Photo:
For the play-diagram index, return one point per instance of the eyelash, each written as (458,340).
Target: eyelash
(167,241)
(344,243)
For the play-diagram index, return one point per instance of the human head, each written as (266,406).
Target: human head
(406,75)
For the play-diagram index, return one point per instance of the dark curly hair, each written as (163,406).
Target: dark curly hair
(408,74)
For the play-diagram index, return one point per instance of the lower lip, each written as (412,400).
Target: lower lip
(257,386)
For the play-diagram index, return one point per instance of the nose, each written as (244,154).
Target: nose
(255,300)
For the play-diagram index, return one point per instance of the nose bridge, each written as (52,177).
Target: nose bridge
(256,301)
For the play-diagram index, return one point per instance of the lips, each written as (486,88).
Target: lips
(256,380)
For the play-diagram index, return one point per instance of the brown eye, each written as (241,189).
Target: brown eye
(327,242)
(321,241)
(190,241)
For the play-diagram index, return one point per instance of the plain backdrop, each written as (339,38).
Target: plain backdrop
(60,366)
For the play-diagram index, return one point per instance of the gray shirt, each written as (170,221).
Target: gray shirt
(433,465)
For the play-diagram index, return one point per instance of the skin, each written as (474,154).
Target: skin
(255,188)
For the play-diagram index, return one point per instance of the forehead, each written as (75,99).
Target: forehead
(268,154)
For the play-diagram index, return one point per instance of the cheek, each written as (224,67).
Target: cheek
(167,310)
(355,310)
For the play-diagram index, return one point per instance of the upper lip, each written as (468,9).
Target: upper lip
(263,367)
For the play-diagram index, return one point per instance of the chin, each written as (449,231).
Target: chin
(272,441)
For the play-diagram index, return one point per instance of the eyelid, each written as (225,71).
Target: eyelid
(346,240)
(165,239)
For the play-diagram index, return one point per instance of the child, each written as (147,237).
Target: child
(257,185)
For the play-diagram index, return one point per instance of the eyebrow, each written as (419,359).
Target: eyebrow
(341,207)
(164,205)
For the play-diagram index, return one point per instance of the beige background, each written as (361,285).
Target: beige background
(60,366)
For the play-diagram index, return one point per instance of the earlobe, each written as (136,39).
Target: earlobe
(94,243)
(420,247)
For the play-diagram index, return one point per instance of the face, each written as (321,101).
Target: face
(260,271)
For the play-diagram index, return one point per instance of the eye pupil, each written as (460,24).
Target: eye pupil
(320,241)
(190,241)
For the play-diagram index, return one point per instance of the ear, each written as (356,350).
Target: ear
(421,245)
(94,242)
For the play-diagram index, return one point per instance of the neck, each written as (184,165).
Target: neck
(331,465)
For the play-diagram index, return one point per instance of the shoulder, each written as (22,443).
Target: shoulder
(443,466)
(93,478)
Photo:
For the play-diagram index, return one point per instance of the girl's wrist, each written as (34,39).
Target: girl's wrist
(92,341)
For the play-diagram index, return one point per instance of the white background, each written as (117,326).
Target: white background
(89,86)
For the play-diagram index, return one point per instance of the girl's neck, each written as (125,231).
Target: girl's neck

# Task statement
Copy all of the entries above line for line, with no changes.

# Solution below
Photo:
For the play-diagram index, return one point per instance of the eyelash, each written as (458,340).
Target: eyelash
(167,241)
(344,243)
For the play-diagram index, return one point per instance of the human head, each written as (266,406).
Target: human head
(406,75)
For the play-diagram index, return one point per instance of the dark curly hair, each written as (163,406).
Target: dark curly hair
(408,74)
For the play-diagram index, return one point per instance of the lower lip, each written as (412,400).
Target: lower lip
(257,386)
For the play-diagram index, return one point per instance of the nose, each written as (244,154).
Target: nose
(255,300)
For the play-diagram index, return one point per instance of the nose bridge, each written as (52,177).
Target: nose bridge
(256,301)
For the play-diagram index, return one point per instance of the lips, each written as (486,88).
Target: lips
(256,380)
For the play-diagram index, return one point per instance of the brown eye, each written as (241,189).
Target: brown eye
(327,242)
(321,241)
(190,241)
For the play-diagram index, return one point per instance of the plain backdrop, each written as (339,38).
Target: plain backdrop
(60,366)
For the play-diagram index, return one point per instance of the gray shirt, each written as (170,221).
Target: gray shirt
(433,465)
For the play-diagram index, return one point per instance of the skin, each written as (474,154).
Target: skin
(255,188)
For the play-diagram index, return one point per instance of the forehead, each written as (75,99).
Target: forehead
(268,154)
For the play-diagram index, return one point per instance of the cheek, each written as (224,67).
Target: cheek
(167,310)
(355,310)
For the play-diagram index, return one point per instance of the upper lip, each written as (468,9).
Target: upper lip
(263,367)
For the play-diagram index, return one point per instance of the chin, each written as (449,231).
Target: chin
(272,441)
For the play-diagram index, return one point per instance of the eyelid, each written as (225,71).
Target: eyelid
(346,240)
(165,239)
For the play-diagram index, return one point per instance of the child, each written as (147,237).
Target: child
(257,185)
For the play-diagram index, return one point per instance of the eyebrow, each written as (419,359).
Target: eyebrow
(341,207)
(164,205)
For the play-diagram index, return one point per instance of the beige background, each written as (361,285).
Target: beige background
(60,366)
For the play-diagram index, return one point per instance of the earlobe, each written as (136,39).
Target: earlobe
(94,243)
(420,247)
For the play-diagram index, return one point per instance of the face, each written as (321,101).
Target: face
(260,271)
For the play-diagram index, return one point per instance of the eye pupil, each written as (460,24).
Target: eye pupil
(320,241)
(190,241)
For the play-diagram index, return one point per instance of the ear, each written as (356,350).
Target: ear
(421,245)
(94,242)
For the play-diagram index, return one point per instance of the neck, each written as (184,165).
Target: neck
(331,465)
For the play-diagram index, return one point per instance of the shoulder, each written as (22,443).
Target: shoulder
(443,466)
(93,478)
Photo:
For the play-diagram index, return one point per instance of the girl's wrist, each written as (34,39).
Target: girl's wrist
(92,341)
For the play-diagram index, return one point per instance of the white background, each written as (117,326).
Target: white background
(89,86)
For the play-diagram index, return one point per instance of the girl's neck, each written as (125,231).
Target: girl's neck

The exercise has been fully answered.